抜粋:
>>>>>
反面調査をいかなる時期に行うかの判断は、社会通念上相当の程度にとどまる限り、調査を行う税務職員の合理的選択に委ねられているところ、後述のとおり、山口は、原告に対して帳簿書類の提示を求めたが、なかなかこれに応じなかったために反面調査を実施したもので、合理的裁量の範囲内で行われたものである。

2 推計の必要性

(一) 本件調査の経緯

(1) 昭和五六年七月三一日

山口は、午前九時四〇分ころ、原告事業所に赴き、係争各年分の所得税の調査に赴いた旨を告げて右三年分の帳簿書類の提示を求めたところ、原告が書類を探す暇がない等と発言したため、昭和五五年分の売上金額等を調べて欲しい旨の要請をしたが、原告が数日はかかる旨述べたために、あまり時間がかかっては困る旨を伝えて、原告方を去った。
<<<<<
提供データ:
>>>>>
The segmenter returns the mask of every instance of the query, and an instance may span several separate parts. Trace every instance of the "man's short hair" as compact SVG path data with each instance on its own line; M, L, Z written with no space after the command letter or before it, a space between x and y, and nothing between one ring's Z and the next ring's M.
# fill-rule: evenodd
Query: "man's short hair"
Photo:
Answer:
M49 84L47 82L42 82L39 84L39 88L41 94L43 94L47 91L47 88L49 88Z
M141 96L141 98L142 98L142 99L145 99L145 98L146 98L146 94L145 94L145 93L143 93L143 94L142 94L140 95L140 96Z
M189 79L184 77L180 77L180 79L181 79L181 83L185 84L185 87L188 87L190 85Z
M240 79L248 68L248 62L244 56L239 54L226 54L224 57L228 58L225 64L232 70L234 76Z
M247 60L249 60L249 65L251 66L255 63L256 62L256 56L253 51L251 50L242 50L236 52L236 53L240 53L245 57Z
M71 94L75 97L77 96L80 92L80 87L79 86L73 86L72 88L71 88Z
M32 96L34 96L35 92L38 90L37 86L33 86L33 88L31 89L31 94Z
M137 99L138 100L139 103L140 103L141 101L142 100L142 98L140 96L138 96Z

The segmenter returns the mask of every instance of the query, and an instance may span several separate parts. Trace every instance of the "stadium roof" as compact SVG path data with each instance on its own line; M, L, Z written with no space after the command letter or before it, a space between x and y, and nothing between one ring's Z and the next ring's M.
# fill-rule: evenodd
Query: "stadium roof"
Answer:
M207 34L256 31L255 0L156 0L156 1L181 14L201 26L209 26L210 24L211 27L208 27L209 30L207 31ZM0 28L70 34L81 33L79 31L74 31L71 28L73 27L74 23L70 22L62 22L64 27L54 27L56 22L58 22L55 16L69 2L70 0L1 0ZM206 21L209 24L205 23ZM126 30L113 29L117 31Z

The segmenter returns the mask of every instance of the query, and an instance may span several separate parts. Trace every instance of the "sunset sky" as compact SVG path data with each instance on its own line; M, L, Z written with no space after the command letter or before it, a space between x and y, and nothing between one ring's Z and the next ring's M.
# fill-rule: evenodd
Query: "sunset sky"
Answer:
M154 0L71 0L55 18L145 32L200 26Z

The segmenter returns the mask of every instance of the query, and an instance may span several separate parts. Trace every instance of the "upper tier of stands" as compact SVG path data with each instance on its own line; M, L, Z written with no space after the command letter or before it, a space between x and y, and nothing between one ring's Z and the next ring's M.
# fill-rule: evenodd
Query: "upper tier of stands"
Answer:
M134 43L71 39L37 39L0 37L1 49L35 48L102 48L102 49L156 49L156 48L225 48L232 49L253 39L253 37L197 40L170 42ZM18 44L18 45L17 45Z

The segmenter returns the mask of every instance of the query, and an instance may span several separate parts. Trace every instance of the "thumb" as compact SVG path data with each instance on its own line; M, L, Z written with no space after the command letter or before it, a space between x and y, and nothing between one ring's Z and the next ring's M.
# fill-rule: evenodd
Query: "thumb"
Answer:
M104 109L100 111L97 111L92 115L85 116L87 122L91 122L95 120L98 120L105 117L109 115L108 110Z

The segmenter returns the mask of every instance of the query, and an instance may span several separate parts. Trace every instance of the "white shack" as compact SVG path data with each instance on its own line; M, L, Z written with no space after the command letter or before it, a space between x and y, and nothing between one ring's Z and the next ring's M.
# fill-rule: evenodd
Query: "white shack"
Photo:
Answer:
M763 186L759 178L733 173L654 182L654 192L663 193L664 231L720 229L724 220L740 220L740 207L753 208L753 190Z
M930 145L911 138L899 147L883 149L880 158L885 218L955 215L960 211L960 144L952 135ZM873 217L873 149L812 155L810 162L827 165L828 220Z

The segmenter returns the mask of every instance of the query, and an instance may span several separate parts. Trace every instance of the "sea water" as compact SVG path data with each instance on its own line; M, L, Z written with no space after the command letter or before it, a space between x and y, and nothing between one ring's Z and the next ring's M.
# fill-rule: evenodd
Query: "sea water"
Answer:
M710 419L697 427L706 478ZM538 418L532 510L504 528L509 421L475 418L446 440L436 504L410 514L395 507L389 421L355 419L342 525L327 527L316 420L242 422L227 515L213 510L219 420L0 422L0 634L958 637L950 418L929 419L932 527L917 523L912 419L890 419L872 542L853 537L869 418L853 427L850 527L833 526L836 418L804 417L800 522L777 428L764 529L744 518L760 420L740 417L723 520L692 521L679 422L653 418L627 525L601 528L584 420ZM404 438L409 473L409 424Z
<<<<<
>>>>>
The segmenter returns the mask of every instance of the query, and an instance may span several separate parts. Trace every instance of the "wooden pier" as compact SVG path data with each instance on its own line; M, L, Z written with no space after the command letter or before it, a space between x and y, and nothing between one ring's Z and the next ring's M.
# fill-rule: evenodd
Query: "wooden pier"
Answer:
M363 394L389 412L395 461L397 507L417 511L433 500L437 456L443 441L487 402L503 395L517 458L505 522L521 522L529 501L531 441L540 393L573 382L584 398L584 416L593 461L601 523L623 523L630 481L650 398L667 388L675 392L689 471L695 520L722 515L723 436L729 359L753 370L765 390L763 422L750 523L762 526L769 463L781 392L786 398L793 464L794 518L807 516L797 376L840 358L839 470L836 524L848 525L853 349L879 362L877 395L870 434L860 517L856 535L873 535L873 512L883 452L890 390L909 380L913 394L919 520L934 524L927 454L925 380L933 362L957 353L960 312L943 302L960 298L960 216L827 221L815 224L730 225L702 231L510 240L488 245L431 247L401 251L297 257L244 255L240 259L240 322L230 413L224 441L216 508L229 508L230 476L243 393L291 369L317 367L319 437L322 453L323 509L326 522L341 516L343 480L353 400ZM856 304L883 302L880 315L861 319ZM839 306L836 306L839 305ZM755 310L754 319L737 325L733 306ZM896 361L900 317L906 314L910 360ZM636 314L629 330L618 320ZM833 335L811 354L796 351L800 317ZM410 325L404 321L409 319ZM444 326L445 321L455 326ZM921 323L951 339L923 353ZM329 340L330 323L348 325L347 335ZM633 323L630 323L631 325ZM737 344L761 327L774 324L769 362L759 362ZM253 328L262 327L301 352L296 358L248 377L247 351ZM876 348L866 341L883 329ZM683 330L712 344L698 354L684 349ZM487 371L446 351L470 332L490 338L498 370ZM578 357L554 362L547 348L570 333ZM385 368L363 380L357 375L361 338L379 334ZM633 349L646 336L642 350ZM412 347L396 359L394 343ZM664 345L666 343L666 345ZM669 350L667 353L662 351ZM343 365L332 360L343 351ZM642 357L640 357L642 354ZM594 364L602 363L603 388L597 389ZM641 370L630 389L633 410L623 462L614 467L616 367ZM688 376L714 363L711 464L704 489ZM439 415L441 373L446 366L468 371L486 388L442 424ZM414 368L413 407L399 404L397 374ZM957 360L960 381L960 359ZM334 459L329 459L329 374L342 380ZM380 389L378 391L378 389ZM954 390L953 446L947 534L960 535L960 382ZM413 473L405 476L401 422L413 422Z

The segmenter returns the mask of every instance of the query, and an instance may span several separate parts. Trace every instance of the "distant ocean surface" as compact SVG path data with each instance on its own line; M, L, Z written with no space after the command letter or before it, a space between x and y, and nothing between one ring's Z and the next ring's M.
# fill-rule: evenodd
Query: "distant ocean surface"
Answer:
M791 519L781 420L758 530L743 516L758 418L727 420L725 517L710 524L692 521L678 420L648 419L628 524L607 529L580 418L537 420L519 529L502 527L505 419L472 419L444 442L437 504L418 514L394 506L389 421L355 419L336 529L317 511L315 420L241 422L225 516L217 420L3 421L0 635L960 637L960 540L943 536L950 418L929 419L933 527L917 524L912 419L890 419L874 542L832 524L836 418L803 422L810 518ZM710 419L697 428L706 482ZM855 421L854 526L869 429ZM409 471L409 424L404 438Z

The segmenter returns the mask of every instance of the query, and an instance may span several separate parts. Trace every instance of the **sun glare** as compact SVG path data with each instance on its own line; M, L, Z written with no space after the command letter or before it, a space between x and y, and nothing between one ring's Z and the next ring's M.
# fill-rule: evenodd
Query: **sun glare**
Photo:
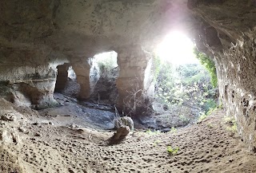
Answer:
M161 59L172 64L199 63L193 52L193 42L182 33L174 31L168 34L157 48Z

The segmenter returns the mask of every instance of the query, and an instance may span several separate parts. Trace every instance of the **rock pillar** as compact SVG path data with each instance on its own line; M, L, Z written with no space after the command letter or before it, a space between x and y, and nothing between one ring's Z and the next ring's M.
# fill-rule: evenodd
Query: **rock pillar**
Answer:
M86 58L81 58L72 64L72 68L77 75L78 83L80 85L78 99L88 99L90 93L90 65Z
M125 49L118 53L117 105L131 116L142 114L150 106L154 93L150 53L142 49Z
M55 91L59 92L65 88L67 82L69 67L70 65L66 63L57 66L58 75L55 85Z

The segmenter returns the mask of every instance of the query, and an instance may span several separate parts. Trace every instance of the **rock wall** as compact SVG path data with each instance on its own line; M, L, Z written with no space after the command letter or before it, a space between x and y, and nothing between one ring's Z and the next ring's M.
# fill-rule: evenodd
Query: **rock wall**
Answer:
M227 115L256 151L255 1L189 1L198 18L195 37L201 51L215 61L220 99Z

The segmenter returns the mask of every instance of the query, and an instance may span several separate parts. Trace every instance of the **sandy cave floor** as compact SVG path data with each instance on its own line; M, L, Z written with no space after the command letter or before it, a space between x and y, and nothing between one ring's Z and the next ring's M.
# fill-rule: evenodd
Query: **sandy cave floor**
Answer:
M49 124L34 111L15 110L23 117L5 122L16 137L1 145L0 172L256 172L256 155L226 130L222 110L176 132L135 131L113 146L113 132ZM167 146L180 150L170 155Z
<<<<<
課題の要件:
1. 税務調査に関する抜粋を読み、次の問いに答えなさい。
(a) 反面調査をいかなる時期に行うかの判断は、誰の合理的選択に委ねられているか。
(b) 昭和五六年七月三一日、山口は何時ころ原告事業所に赴いたか。
(c) 山口が原告に調べて欲しいと要請したのは、何年分の売上金額等か。
2. 税務調査に関する抜粋のうち、「(一) 本件調査の経緯」から「旨を伝えて、原告方を去った。」までを、両端を含めて一字一句違えずに書き写しなさい。

解答:
1.
(a) 調査を行う税務職員の合理的選択
(b) 午前九時四〇分ころ
(c) 昭和五五年分

2.
(一) 本件調査の経緯

(1) 昭和五六年七月三一日

山口は、午前九時四〇分ころ、原告事業所に赴き、係争各年分の所得税の調査に赴いた旨を告げて右三年分の帳簿書類の提示を求めたところ、原告が書類を探す暇がない等と発言したため、昭和五五年分の売上金額等を調べて欲しい旨の要請をしたが、原告が数日はかかる旨述べたために、あまり時間がかかっては困る旨を伝えて、原告方を去った。